SET TASK 1 -> In the passage on CEO pay, what was the estimated average compensation of the Top 100 CEOs in 2015?

PASSAGE ->
The Canadian Centre for Policy Alternatives estimates this year’s elite group of chief executive officers will earn the average, full−time Canadian wage by 11:47 a.m. on the first working day for many Canadians. Last year, it would have taken until 12:18 p.m., the report said.
Hugh Mackenzie, a Toronto−based economist who wrote the report, said the clock analogy is a powerful way to illustrate a widening gap between what top executives get paid and what average Canadian workers earn.
"There’s clearly been an explosion in the compensation of senior executives in Canada and the United States," Mackenzie said. "That serves as a very potent symbol, I think, of the growth of income inequality."
This year’s report, based on information released by Canadian publicly traded companies in 2016, estimates the average compensation of the Top 100 CEOs was $9.5 million in 2015 — 193 times the average annual industrial wage of $49,510. That’s up from $8.96 million in 2014 — 184 times the average annual industrial wage that year.
Mackenzie said the problem lies with the way CEOs are paid — often with stock grants and stock options that can lead executives to make decisions that reward them in the short term rather than the company or public at large. He suggests Ottawa should level the playing field by ending a tax break for proceeds from stock options.

SET TASK 2 -> Scale the records from the line with "# point at: man (one" to the line with "x=231, y=476", both included. Give every line again, requests too, but multiply each coordinate in the answers by 1.3 and round to whole numbers, with halves rounded up. Leave the coordinates in the requests and their format samples unchanged.

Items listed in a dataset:
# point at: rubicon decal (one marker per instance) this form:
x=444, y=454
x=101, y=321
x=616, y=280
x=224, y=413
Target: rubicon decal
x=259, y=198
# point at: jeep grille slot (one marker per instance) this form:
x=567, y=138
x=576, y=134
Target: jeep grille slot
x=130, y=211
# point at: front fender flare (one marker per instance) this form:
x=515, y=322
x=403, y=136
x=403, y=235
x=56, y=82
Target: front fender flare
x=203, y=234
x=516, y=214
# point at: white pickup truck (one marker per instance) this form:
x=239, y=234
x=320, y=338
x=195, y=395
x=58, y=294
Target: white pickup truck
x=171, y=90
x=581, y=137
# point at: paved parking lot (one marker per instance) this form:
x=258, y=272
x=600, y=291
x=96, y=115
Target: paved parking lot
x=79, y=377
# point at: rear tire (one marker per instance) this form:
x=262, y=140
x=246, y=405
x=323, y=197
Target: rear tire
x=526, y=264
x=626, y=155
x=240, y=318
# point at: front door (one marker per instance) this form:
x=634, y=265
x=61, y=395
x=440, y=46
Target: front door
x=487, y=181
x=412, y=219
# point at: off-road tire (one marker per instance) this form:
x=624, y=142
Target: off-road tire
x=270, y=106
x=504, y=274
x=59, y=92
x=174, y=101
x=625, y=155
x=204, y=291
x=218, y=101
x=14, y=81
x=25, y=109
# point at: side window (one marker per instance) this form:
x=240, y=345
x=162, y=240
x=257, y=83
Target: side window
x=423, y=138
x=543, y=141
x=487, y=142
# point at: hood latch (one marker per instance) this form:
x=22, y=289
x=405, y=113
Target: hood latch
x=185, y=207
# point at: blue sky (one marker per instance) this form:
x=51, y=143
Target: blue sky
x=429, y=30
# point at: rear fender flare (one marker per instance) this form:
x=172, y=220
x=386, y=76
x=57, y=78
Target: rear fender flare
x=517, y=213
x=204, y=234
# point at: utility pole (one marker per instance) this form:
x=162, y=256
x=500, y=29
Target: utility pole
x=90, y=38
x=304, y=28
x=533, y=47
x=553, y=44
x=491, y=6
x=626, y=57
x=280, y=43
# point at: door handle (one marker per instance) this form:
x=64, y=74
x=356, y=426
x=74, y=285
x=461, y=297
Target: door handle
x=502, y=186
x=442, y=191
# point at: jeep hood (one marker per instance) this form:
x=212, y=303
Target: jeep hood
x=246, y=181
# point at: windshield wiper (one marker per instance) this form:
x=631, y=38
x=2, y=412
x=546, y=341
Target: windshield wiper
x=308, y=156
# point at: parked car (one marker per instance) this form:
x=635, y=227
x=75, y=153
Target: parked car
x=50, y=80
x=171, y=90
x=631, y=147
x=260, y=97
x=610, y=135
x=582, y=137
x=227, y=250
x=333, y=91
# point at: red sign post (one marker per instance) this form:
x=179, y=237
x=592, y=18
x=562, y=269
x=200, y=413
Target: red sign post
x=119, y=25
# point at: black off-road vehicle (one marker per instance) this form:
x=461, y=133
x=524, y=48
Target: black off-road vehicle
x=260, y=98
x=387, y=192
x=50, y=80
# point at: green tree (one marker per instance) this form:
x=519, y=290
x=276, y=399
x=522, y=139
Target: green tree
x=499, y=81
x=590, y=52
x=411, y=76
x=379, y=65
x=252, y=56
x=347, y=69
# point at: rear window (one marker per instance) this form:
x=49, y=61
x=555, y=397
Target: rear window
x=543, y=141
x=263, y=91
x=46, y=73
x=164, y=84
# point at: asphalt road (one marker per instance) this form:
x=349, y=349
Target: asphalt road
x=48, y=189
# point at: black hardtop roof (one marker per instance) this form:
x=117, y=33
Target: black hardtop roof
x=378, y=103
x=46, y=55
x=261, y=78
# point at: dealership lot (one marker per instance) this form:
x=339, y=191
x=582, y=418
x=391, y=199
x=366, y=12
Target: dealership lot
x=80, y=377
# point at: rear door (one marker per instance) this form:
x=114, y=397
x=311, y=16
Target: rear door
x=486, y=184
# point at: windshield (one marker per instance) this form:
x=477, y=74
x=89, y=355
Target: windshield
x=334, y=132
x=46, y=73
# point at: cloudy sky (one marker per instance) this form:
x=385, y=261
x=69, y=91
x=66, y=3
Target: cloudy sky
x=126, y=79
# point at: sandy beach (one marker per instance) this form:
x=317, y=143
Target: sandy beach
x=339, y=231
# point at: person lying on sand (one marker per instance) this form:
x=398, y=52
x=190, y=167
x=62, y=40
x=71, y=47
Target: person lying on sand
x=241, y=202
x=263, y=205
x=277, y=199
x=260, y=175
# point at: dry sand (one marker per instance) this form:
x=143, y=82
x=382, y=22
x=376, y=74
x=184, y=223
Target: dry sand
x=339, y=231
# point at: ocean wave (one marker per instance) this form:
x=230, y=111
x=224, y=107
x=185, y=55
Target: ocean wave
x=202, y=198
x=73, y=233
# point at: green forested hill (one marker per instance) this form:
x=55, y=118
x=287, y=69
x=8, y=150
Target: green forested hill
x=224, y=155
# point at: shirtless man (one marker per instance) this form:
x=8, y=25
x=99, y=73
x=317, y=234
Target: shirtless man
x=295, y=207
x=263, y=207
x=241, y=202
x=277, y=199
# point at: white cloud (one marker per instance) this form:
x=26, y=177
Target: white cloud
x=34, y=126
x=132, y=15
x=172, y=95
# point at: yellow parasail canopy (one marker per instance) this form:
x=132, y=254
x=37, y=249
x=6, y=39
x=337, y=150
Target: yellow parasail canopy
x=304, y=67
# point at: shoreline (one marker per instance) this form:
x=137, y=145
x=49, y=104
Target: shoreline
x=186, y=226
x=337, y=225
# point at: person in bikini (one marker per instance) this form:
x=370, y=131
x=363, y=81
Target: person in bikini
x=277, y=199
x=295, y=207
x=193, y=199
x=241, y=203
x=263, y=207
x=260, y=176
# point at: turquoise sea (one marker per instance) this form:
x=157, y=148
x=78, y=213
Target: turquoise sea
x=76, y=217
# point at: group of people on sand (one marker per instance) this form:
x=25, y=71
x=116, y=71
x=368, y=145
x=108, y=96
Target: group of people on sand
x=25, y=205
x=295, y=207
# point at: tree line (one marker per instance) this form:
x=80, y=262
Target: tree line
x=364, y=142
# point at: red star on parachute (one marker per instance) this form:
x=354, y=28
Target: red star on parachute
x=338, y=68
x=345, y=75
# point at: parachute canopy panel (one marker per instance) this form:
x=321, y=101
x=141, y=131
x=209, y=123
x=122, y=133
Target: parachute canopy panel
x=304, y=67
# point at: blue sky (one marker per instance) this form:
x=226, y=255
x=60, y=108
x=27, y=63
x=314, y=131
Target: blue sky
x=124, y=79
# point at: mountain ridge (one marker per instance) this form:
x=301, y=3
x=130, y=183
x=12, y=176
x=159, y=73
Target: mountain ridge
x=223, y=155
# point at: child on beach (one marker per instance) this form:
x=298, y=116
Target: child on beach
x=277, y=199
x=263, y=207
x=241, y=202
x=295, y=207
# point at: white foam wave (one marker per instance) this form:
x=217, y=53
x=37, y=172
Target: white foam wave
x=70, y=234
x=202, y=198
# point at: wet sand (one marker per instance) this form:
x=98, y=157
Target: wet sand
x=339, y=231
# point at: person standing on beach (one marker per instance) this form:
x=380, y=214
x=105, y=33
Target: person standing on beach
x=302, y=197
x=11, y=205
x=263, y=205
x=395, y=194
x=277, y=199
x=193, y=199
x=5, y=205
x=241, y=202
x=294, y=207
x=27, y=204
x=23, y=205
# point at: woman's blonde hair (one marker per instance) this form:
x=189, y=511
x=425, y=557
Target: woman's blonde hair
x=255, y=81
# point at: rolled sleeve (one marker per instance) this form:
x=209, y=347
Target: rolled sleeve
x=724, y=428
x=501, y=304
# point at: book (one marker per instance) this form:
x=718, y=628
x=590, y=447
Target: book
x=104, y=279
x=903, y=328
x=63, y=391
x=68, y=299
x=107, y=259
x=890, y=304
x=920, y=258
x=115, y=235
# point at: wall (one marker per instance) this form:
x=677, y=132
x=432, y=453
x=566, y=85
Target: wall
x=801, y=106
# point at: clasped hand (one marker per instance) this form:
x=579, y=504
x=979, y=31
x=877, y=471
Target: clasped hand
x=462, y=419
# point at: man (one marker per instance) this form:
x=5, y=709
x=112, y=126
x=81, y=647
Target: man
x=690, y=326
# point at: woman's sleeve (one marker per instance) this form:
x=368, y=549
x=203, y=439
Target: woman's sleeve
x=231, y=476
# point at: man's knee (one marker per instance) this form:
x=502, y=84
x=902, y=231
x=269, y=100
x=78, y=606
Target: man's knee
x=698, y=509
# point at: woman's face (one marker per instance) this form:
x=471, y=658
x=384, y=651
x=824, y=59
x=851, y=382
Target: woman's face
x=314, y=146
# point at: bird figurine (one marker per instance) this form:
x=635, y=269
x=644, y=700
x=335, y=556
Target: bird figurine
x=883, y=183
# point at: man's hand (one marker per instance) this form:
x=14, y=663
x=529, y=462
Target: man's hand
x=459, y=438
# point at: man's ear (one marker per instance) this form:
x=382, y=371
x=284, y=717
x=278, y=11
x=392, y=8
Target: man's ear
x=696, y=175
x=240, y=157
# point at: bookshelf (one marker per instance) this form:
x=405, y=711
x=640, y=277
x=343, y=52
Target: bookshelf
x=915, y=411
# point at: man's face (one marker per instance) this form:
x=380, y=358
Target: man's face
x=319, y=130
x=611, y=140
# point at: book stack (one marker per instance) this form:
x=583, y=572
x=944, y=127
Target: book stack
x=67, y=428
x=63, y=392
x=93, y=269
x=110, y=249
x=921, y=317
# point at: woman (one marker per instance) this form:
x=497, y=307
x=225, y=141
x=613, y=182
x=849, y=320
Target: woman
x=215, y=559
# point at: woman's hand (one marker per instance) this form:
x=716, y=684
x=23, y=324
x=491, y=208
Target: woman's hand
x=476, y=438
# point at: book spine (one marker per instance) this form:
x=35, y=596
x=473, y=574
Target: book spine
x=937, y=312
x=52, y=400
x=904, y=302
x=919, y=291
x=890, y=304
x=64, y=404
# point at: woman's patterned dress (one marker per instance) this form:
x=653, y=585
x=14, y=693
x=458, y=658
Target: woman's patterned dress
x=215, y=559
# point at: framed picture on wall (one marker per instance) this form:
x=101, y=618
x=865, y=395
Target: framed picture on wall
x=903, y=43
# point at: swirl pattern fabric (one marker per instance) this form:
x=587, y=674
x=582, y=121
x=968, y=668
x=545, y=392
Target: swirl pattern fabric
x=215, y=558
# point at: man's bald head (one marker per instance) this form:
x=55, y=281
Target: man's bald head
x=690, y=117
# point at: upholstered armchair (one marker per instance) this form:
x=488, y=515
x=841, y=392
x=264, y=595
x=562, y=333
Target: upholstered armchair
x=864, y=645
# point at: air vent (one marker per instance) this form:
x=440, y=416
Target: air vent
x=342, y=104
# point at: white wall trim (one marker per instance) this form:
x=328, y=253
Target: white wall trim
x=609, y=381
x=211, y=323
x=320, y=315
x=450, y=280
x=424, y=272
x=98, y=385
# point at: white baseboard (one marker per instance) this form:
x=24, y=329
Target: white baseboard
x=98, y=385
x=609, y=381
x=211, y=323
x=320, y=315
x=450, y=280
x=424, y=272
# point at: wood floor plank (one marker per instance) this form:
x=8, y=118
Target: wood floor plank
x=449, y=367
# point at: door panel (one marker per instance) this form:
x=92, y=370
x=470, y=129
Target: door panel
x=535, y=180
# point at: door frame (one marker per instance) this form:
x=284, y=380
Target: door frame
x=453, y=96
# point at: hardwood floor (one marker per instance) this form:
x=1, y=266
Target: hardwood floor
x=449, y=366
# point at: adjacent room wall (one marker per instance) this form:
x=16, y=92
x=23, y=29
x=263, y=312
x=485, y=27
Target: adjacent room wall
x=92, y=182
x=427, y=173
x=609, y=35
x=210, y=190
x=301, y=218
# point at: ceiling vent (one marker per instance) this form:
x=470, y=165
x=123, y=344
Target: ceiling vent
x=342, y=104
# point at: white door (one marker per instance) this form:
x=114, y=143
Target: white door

TASK RESPONSE 1 -> $9.5 million

TASK RESPONSE 2 ->
# point at: man (one marker per instance) this form:
x=5, y=709
x=112, y=126
x=81, y=647
Target: man
x=897, y=424
# point at: woman's sleeve (one marker per instance) this form:
x=368, y=549
x=203, y=439
Target: woman's sleeve
x=300, y=619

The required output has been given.